-- start --

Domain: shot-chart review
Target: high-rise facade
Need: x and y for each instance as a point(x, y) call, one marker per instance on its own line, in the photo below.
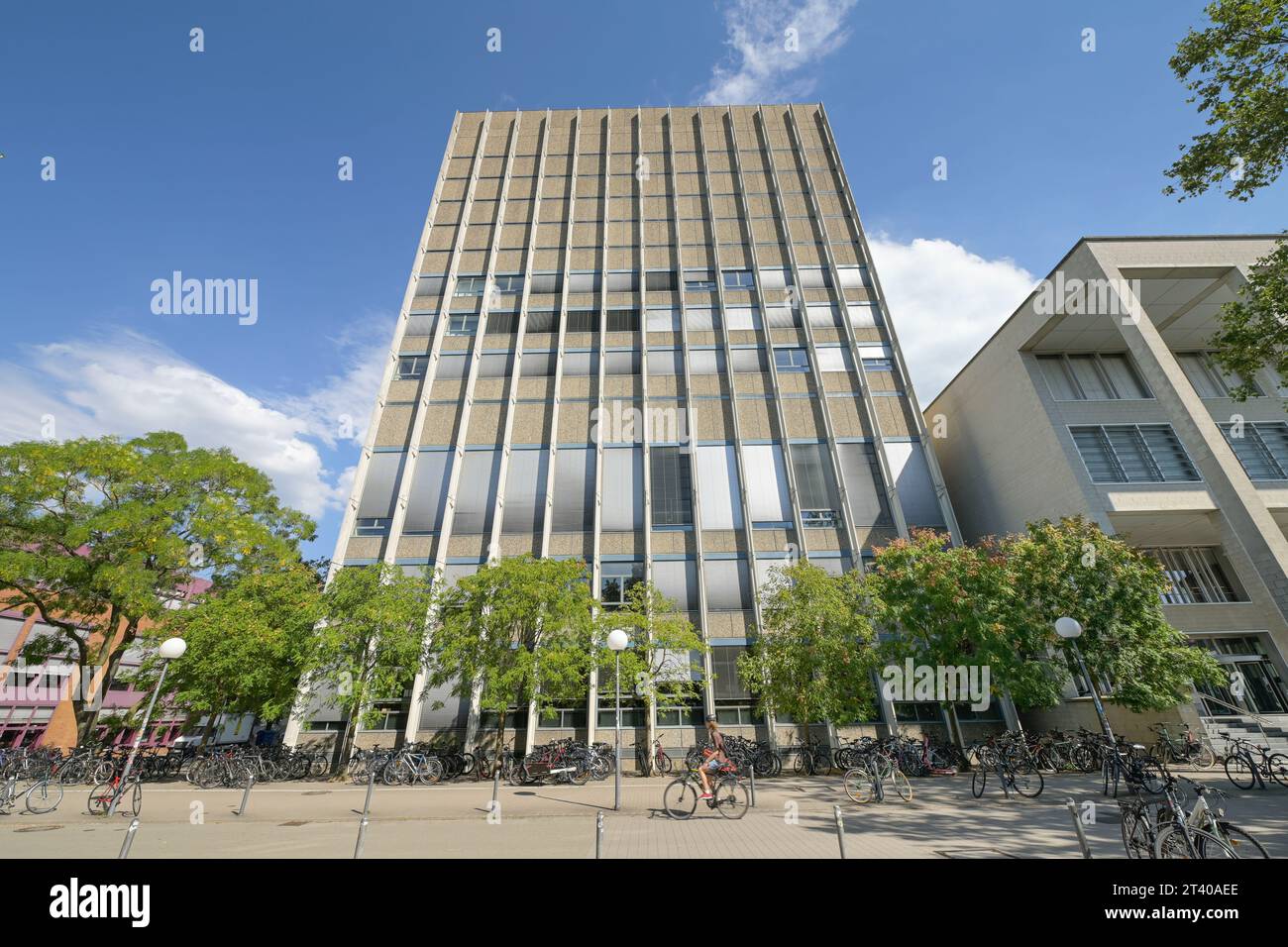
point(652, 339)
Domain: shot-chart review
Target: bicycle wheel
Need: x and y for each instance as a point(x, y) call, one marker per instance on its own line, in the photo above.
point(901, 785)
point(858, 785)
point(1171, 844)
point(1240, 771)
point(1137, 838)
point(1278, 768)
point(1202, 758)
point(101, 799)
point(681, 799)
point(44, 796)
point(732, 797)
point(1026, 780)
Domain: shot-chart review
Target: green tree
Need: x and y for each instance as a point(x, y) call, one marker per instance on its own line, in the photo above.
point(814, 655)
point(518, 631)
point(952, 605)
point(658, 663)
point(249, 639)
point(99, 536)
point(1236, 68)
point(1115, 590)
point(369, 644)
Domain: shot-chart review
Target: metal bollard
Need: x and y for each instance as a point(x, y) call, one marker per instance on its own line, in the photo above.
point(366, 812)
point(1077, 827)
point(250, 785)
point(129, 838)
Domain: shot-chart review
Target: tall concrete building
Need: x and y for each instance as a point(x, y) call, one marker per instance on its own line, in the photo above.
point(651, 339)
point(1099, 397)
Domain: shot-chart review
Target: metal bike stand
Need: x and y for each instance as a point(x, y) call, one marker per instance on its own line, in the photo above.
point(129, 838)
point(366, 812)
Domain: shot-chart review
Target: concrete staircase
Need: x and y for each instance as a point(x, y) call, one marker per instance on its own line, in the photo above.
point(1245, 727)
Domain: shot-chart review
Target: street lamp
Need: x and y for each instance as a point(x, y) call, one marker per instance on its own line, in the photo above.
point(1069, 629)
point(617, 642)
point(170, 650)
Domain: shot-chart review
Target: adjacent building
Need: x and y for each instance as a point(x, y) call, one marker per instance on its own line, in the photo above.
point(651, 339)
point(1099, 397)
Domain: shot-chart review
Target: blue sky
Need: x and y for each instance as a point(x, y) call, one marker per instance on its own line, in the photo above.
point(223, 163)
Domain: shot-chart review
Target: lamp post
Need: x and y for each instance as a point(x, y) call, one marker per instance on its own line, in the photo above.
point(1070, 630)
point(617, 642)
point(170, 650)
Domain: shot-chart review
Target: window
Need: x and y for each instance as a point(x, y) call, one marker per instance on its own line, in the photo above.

-- end --

## [The task]
Transcribe all of the material above word for word, omitting the pictures.

## [Reply to the task]
Domain: shot-chart review
Target: high-rise facade
Need: x and y for each instance as a point(x, y) call, one marker per instance on its own line, in the photo below.
point(652, 339)
Domain: shot-chart review
Target: bicycle wheel
Need: x and y for each instance as a point(x, y) call, one marker per instance on its own line, in the photo above.
point(901, 785)
point(858, 785)
point(1171, 844)
point(1240, 771)
point(1137, 838)
point(1278, 768)
point(1202, 758)
point(101, 799)
point(681, 799)
point(44, 796)
point(732, 797)
point(1026, 780)
Domain: shot-chart review
Target: green tree
Need: x and y for each instance as a point(x, y) call, one marker per instance on its own line, in the photo above.
point(814, 655)
point(518, 631)
point(952, 605)
point(658, 663)
point(249, 639)
point(99, 536)
point(1236, 68)
point(1115, 590)
point(369, 644)
Domain: shot-chart review
Target: metal bollard
Need: x and y for each instance as a point(x, y) call, one marker per instance on its own line, in the photo above.
point(366, 812)
point(1077, 827)
point(250, 785)
point(129, 838)
Domain: shot-chart review
Target: tall concrete building
Need: x and y for each instance as a point(x, y) call, one marker per instance on its own line, in the photo above.
point(651, 339)
point(1099, 397)
Domain: shot-chart review
Target: metal bike stand
Need: x and y for each instance as a point(x, y) call, one marker per instance on its own line, in the photo above.
point(129, 838)
point(366, 812)
Domain: shot-chart review
Target: concrete staircase
Need: x and y for each instance as a point(x, y) call, one marker per instance on its own line, in the photo above.
point(1245, 727)
Domain: shot-chart review
Target: street lamp
Need: x and y for each instance as a point(x, y) call, one marker per instance on its own line, in the photo above.
point(1069, 629)
point(617, 642)
point(170, 650)
Domain: shot-chart review
Target: adjacent building
Need: x and y for each instance as a point(x, y) call, one marker per instance on its own line, in the photo above.
point(651, 339)
point(1099, 397)
Domain: shot-chart review
Target: blue sky
Need: x and y for each instance as a point(x, y) call, one marker per instance on its own line, in the photo above.
point(223, 163)
Domain: shot-chart review
Target: lamp post
Need: x and y for each instance as a point(x, y) call, one marker per instance on its own line, in the photo above.
point(1070, 630)
point(617, 642)
point(170, 650)
Domain: shot-chart review
Target: window
Need: x and y for each instance as a point(x, y) call, one marker per instance on its own line, in the photo above.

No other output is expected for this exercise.